_Directions for this task_
Update the plot summary: give again the part that opens with the words "Don hears through" and closes with "wins the pitch.", with "Kodak" changed to "Polaroid".

_Text excerpt_
▼

Don will be staying home while Betty and the kids visit her father and brother’s family for Thanksgiving. Don claims that as a partner, he cannot get away, but does not deny that he doesn’t want to go.
Don hears through Bertram Cooper that Rachel has gone on a three month ocean voyage. Cooper implies that Abe Menken, Rachel’s father, and now Cooper himself, know about the affair, and unlike secret identities, this Cooper does not approve of.
Don is assigned the Kodak Wheel, a new slide projector. During a research/brainstorm exercise, Don searches through his family photos, and is touched by the experience, so much so that he makes a phone call to contact Adam. It is then that he is told that Adam hung himself.
Don presents to the client brilliantly and sentimentally, changing the product name to the Kodak Carousel. Sterling Cooper wins the pitch.
Don goes home, imagining himself having changed his mind about Thanksgiving, imagining that he has delighted Betty and the children, imagining his family as whole and happy.
But they’re gone when he gets there.

▲

Collected data entries

▼

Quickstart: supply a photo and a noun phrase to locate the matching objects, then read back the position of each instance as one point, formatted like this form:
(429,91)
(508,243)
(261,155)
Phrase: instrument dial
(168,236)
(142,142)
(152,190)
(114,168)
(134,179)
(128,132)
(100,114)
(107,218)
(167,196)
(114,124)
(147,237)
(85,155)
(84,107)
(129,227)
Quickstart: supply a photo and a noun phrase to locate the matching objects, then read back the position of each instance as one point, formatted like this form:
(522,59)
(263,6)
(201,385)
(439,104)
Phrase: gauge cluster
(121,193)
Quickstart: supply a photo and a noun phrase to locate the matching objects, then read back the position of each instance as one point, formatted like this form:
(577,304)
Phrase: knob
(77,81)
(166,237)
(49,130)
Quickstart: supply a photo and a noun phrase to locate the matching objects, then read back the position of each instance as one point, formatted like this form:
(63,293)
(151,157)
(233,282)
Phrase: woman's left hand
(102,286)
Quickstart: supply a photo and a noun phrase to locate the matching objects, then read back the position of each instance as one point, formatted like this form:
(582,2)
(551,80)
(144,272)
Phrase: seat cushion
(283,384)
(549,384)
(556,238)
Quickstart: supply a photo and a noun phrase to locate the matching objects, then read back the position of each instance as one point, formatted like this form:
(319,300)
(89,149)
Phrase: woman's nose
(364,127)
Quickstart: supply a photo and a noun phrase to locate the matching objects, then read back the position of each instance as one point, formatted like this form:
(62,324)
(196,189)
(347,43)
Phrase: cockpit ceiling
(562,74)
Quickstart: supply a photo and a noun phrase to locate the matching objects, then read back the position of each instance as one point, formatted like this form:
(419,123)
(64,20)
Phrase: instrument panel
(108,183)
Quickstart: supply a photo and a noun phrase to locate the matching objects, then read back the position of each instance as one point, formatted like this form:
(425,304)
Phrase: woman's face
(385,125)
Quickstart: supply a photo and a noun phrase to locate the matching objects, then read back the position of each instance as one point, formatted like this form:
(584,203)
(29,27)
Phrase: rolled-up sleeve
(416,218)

▲

_Written answer_
Don hears through Bertram Cooper that Rachel has gone on a three month ocean voyage. Cooper implies that Abe Menken, Rachel’s father, and now Cooper himself, know about the affair, and unlike secret identities, this Cooper does not approve of.
Don is assigned the Polaroid Wheel, a new slide projector. During a research/brainstorm exercise, Don searches through his family photos, and is touched by the experience, so much so that he makes a phone call to contact Adam. It is then that he is told that Adam hung himself.
Don presents to the client brilliantly and sentimentally, changing the product name to the Polaroid Carousel. Sterling Cooper wins the pitch.